_THE PROBLEM_. Please transcribe only the lines from the one holding "t painted on" through the final line of the data, both included, with no pictures.

_RECORD EXCERPTS_.
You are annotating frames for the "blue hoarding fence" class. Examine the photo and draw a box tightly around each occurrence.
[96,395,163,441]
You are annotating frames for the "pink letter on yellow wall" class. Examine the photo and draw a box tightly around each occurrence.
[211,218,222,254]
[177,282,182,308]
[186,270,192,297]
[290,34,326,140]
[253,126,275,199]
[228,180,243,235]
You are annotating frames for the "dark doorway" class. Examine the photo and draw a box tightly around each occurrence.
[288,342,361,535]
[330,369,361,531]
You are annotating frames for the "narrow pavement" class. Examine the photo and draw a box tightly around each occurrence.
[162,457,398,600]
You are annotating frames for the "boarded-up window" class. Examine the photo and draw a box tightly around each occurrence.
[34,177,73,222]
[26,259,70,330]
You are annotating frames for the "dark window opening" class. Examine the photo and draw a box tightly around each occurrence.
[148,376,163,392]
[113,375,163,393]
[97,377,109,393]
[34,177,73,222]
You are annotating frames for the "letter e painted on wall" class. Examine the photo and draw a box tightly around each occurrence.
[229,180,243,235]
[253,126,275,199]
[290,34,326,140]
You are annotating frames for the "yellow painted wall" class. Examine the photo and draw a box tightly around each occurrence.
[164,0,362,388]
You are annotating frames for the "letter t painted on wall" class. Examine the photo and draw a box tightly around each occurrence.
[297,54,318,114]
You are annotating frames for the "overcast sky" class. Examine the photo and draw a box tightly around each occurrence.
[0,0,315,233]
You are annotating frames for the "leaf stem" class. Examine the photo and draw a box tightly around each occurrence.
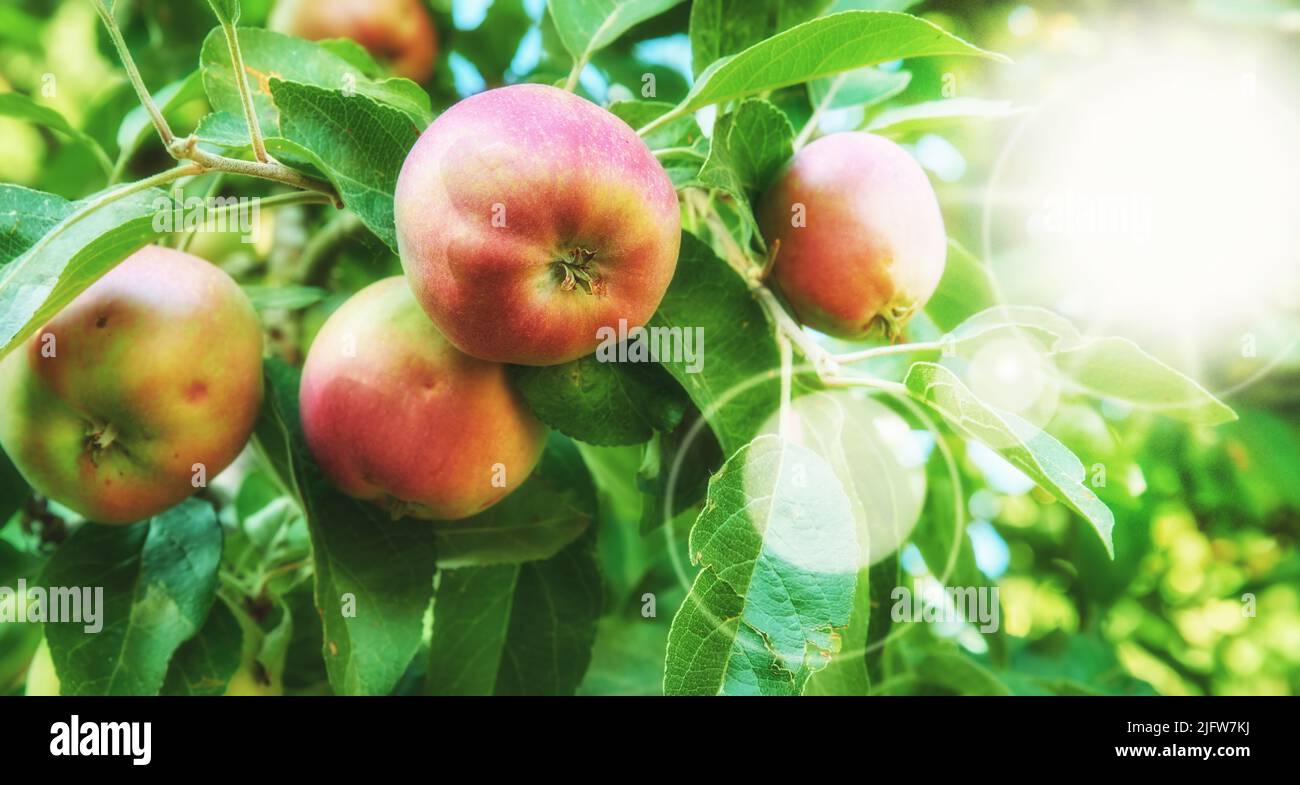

_SOLUTION TO THE PROBLEM_.
You are annotating frames for the "letter t painted on wall" class. Examine the photo and draw a box tightly around each occurrence.
[297,54,318,114]
You are annotating frames for the "overcast sky" class. Examine the photo and draw a box tightly around each occurrence.
[0,0,315,233]
You are annotating frames for the "leaf stem" class. Examine the photo and draw a box tightly around each occurrence.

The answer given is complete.